Exercise details: Show every line below that contains the word "lamp", copying each such line in full.

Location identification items
= = = =

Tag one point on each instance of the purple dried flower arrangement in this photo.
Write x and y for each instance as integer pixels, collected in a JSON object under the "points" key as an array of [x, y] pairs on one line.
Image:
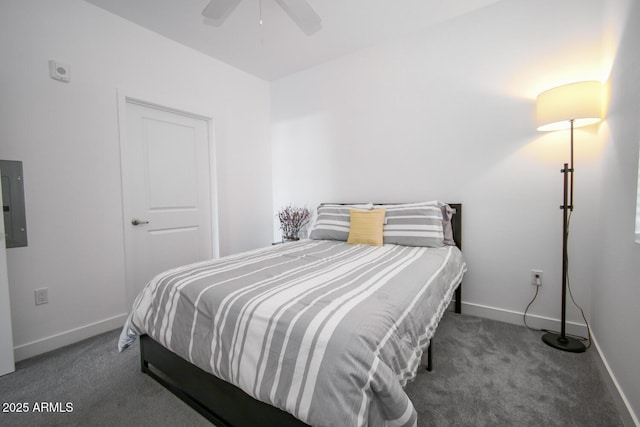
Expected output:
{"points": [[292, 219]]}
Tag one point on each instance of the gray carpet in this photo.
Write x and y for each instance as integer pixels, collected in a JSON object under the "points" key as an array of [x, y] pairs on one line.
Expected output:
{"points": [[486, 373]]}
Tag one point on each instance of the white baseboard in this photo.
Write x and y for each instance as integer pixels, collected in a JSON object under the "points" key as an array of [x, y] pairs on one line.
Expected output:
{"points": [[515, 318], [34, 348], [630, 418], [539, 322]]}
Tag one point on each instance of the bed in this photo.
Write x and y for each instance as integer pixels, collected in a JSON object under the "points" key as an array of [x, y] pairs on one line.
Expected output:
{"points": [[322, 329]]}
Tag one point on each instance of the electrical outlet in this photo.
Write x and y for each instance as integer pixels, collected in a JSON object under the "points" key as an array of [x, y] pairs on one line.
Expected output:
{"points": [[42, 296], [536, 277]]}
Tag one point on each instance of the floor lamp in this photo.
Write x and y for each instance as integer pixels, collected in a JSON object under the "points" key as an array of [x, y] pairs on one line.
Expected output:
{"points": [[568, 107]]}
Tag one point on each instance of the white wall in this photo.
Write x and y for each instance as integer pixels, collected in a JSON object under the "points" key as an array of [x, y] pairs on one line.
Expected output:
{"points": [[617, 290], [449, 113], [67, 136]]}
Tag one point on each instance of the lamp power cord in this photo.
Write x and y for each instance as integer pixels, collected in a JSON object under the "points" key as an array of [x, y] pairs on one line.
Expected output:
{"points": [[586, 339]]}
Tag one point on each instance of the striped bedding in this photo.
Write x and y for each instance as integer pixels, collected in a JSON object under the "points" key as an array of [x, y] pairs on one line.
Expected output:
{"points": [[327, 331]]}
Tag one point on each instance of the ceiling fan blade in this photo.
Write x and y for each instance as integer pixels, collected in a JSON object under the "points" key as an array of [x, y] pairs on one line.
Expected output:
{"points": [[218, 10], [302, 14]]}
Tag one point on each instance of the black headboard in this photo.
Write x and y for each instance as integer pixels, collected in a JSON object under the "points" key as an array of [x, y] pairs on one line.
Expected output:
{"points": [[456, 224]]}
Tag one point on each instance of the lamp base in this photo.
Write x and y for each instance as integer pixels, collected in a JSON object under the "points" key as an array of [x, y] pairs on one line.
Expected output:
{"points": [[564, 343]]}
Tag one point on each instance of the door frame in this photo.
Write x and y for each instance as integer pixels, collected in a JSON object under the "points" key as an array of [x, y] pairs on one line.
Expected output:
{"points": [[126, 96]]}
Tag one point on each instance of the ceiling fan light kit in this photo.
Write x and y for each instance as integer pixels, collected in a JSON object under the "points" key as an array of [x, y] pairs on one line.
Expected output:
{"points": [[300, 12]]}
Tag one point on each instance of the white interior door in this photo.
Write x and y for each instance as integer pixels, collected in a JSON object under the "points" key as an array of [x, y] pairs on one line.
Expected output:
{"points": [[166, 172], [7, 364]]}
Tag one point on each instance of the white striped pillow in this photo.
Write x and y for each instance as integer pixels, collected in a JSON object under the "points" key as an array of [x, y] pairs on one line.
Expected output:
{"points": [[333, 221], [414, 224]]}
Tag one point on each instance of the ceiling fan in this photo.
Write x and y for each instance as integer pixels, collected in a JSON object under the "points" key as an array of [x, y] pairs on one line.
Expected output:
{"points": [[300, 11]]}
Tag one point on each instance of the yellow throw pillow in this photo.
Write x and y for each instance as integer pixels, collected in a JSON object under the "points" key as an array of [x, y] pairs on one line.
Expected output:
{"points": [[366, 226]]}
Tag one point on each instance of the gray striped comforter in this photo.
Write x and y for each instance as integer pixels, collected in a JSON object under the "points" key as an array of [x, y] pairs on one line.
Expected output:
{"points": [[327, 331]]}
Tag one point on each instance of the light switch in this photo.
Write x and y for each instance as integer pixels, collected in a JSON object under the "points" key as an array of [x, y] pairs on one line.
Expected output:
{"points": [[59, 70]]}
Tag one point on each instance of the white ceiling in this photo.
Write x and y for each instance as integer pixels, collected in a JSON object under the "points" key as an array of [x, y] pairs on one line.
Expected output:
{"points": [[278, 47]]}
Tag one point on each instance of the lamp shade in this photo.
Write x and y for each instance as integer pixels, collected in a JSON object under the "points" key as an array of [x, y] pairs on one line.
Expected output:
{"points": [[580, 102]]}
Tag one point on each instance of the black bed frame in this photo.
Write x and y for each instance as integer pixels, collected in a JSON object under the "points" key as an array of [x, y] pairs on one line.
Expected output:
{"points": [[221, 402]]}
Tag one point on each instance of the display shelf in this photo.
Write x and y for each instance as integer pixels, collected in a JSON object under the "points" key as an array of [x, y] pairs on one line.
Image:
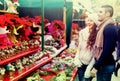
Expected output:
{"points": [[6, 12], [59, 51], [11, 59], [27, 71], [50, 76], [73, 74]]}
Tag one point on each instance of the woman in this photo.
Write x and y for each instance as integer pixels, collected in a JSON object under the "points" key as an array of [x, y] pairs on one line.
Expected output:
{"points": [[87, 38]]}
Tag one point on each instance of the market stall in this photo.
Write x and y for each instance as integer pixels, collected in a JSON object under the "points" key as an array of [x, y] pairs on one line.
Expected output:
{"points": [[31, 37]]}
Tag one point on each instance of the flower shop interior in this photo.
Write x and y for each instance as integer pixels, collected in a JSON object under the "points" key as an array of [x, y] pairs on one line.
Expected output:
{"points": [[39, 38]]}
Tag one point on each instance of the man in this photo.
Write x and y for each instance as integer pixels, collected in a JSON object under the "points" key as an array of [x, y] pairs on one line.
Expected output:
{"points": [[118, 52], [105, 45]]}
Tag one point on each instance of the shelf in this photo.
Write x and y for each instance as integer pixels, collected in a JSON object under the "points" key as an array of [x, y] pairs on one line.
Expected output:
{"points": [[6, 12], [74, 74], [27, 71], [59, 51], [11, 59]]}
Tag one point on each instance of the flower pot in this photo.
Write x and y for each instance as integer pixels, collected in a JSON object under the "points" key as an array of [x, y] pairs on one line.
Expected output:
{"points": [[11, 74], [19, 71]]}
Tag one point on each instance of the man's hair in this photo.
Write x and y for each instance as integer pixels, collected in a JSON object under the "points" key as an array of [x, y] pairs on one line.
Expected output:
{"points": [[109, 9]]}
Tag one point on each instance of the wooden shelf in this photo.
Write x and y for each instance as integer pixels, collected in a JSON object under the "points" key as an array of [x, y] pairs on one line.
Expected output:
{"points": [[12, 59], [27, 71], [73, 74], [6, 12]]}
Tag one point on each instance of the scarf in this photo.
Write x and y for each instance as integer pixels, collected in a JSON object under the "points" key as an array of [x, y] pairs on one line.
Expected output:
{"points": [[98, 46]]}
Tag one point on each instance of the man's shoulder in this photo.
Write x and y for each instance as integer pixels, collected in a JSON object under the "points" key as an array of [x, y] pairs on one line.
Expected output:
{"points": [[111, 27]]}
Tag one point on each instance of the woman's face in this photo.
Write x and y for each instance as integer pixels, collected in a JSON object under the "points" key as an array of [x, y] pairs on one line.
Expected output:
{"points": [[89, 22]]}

= = = =

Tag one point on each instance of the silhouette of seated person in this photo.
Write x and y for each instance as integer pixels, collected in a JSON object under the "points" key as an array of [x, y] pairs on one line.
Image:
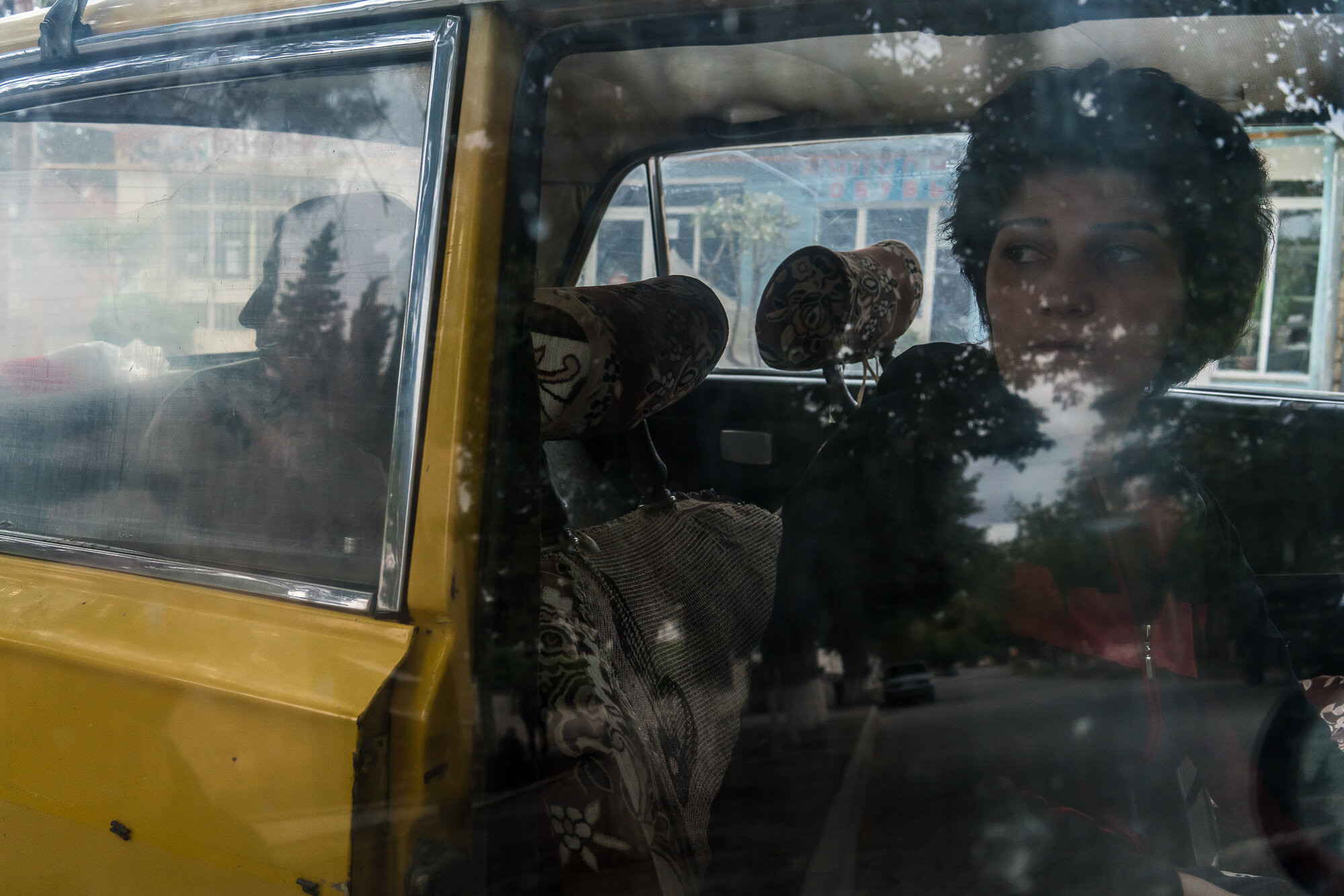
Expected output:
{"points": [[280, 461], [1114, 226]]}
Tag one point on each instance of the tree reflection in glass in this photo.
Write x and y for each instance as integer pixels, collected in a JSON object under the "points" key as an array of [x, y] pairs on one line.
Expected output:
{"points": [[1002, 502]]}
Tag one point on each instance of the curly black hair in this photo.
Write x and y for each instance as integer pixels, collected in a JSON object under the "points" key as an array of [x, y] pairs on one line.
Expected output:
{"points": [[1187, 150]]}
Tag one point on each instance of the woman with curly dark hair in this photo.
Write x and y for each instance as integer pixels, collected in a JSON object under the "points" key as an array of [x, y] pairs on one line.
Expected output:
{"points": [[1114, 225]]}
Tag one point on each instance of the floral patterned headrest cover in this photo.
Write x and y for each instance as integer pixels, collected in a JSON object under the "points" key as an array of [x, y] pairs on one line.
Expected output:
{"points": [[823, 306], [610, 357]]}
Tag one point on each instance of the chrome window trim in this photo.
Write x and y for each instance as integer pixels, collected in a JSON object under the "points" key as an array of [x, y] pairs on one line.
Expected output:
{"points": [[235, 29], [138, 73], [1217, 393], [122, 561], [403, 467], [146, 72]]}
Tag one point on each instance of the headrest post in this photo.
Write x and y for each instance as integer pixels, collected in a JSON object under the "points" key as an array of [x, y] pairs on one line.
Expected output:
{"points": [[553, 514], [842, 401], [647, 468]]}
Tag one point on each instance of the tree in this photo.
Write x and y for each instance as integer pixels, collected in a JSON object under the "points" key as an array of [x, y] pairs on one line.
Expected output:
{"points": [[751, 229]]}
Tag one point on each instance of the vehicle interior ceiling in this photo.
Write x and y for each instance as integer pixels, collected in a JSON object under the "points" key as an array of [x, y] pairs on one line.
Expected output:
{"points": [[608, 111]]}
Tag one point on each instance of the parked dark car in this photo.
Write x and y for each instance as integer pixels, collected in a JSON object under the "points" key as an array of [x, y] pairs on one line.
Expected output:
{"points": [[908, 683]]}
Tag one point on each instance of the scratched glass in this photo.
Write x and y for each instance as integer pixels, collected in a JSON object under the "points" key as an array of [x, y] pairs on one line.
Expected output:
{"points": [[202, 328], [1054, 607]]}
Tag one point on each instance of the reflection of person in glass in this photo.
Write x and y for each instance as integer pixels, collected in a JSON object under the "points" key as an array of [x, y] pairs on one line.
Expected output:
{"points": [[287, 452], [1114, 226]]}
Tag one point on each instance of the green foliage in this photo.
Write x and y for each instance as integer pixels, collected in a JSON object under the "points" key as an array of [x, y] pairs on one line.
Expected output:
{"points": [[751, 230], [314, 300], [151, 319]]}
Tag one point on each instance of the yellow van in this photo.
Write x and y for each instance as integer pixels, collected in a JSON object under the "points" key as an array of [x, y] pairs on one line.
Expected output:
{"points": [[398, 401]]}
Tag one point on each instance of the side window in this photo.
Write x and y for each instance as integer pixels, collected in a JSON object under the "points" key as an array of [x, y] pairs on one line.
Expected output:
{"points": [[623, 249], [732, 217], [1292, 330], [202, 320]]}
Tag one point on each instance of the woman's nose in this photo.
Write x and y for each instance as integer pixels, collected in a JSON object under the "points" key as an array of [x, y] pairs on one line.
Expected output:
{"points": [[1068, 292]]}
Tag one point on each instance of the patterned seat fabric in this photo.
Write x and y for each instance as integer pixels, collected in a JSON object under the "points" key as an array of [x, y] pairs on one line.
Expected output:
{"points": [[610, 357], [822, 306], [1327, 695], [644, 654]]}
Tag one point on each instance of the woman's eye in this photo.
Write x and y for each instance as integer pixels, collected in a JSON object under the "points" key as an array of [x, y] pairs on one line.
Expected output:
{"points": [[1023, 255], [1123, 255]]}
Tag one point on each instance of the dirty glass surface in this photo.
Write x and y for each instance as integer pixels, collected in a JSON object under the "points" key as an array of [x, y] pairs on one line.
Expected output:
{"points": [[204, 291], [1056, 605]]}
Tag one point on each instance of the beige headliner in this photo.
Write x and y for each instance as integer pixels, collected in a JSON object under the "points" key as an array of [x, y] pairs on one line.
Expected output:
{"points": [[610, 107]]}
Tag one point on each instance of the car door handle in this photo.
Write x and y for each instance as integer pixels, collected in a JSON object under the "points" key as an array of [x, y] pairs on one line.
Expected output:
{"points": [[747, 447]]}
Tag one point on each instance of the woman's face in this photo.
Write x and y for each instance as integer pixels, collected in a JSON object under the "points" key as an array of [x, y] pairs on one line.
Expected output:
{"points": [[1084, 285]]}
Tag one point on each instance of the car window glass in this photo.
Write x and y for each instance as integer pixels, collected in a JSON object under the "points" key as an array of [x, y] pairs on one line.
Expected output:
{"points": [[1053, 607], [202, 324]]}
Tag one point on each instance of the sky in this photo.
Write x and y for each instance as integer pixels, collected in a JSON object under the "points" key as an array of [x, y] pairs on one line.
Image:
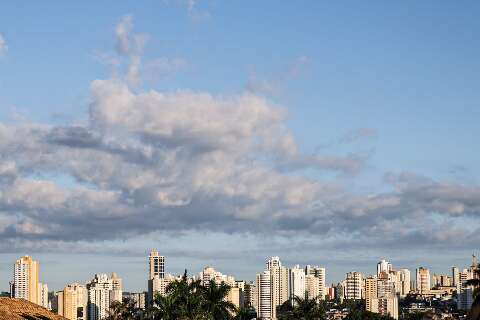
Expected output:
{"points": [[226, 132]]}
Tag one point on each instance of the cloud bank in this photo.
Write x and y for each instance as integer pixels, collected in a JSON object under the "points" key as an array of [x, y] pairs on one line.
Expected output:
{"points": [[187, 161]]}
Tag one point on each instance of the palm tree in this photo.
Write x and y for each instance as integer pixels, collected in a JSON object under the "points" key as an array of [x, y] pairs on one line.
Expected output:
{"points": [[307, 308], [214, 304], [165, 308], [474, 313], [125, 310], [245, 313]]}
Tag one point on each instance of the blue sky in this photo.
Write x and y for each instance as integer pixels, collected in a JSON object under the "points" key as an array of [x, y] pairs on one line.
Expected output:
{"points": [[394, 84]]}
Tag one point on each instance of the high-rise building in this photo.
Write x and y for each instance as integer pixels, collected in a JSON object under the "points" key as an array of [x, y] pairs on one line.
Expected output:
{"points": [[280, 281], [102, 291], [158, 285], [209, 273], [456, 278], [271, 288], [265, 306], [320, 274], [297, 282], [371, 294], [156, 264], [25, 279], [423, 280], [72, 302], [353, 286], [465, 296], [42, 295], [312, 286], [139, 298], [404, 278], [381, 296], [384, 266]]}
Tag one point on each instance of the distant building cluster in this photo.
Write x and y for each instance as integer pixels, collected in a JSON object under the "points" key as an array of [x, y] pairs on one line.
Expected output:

= = = =

Output for this exercise:
Tag one point on each instance of the floor lamp in this photo.
Tag one point on each instance of the lamp power cord in this photo.
Tag one point on each instance of the lamp base in this photo.
Tag one point on each instance of the lamp shade in this photo.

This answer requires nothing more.